= WORK ITEM =
Whenever the string "black" turns up in a line of the data below, copy that line.

Items listed in a dataset:
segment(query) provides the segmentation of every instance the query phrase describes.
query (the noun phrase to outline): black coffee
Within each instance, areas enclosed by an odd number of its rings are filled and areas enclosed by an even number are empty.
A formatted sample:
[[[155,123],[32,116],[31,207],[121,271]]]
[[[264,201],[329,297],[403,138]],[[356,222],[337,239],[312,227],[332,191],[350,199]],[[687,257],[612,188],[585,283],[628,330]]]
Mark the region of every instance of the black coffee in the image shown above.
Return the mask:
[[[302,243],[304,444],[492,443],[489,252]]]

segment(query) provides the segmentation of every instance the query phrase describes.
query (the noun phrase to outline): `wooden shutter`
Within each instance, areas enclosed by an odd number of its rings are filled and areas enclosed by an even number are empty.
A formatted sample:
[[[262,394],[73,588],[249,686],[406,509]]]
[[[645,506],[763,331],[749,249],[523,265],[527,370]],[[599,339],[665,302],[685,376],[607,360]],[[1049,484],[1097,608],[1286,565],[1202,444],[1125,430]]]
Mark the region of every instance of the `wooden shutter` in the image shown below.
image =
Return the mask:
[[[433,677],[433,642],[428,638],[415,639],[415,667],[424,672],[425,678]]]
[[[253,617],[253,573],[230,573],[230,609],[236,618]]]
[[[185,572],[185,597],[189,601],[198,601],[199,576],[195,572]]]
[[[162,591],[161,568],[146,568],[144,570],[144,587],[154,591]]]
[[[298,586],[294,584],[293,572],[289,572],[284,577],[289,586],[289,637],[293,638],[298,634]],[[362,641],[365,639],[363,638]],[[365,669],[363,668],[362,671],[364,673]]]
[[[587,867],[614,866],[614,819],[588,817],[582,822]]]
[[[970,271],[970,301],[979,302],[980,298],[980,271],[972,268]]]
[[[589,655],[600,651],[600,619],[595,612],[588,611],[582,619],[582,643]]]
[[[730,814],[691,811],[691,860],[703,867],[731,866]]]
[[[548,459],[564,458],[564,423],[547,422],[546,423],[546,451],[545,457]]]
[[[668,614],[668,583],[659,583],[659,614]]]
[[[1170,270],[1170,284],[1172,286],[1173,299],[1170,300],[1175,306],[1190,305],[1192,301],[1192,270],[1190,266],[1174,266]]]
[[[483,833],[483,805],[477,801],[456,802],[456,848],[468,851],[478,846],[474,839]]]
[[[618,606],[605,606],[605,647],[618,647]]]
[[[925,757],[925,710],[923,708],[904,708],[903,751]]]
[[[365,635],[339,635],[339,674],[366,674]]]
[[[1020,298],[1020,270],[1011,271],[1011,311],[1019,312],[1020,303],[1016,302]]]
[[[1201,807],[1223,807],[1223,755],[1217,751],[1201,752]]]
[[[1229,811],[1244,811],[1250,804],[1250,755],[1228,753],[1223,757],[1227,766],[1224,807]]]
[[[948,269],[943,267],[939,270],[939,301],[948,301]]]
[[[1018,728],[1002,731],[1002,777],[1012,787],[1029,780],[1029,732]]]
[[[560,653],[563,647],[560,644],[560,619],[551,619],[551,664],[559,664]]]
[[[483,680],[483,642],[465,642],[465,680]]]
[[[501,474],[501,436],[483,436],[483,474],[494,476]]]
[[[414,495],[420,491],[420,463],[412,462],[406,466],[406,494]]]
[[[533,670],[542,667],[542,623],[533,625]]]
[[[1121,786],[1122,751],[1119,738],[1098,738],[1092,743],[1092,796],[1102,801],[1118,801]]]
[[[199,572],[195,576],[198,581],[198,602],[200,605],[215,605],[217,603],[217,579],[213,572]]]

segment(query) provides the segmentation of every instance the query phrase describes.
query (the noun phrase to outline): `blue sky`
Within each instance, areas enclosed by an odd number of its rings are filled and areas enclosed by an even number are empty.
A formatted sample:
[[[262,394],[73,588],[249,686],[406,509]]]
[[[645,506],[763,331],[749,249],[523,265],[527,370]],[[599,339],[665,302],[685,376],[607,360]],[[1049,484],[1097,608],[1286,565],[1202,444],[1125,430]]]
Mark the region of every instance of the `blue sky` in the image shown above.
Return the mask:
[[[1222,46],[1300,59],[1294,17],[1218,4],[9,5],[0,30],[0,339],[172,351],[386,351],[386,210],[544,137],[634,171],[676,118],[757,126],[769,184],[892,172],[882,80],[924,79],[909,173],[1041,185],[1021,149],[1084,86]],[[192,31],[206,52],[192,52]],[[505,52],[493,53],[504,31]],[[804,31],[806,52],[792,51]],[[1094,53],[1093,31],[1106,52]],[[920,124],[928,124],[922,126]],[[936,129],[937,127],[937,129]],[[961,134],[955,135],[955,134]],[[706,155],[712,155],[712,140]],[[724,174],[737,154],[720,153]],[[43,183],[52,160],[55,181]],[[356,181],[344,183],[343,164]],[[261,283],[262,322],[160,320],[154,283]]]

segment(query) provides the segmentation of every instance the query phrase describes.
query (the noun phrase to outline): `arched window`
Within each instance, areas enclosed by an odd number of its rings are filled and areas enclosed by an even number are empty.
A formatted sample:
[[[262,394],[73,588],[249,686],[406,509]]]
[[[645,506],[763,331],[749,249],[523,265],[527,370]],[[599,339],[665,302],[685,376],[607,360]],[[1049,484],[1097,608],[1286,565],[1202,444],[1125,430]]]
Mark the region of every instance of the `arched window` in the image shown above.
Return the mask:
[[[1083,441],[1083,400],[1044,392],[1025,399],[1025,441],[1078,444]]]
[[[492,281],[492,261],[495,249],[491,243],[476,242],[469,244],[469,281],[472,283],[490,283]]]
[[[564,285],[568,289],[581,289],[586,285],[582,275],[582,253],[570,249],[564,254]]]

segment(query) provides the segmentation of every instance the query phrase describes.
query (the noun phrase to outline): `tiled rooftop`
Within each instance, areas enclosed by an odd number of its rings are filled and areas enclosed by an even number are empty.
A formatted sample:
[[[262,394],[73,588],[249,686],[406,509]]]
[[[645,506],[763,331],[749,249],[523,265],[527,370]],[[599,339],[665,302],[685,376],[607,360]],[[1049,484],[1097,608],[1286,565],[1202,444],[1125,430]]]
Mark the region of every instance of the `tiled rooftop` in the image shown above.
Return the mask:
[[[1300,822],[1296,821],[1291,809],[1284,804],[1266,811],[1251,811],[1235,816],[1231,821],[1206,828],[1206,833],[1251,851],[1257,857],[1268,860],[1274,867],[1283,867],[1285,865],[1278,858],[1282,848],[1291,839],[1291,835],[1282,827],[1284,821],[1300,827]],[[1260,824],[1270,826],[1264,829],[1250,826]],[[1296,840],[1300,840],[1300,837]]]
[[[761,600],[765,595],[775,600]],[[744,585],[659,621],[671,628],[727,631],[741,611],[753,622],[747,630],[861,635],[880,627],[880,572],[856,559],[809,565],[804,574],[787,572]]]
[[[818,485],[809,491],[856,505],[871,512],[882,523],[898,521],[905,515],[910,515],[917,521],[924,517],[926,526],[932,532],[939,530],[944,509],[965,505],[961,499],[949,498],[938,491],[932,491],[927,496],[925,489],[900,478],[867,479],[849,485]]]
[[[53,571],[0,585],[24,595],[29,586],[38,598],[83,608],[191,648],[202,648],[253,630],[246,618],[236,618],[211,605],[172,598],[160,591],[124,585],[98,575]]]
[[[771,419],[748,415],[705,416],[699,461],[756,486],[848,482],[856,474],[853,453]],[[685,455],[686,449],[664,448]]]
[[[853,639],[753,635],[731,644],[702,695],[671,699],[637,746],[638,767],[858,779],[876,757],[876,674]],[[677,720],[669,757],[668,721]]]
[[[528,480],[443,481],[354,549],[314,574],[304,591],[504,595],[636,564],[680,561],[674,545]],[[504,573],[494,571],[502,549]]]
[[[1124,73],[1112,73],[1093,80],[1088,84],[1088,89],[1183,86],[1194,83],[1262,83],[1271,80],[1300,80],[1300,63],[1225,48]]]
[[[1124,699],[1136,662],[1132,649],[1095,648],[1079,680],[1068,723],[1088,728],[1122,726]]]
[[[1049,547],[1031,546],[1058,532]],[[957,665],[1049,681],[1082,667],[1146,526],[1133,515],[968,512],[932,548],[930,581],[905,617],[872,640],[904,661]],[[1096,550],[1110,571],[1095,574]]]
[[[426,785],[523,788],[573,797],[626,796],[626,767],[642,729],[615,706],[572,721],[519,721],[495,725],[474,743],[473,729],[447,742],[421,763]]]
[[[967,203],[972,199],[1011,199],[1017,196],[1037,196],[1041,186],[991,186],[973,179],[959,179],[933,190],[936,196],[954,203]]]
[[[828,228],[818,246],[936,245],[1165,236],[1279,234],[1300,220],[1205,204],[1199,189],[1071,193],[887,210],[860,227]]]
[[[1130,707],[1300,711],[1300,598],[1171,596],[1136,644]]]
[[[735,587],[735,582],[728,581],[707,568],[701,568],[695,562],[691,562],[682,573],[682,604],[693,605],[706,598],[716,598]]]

= YOUR SOLUTION =
query (the noun phrase to outline): black coffee
Mark the region of every instance of the black coffee in the image shown above.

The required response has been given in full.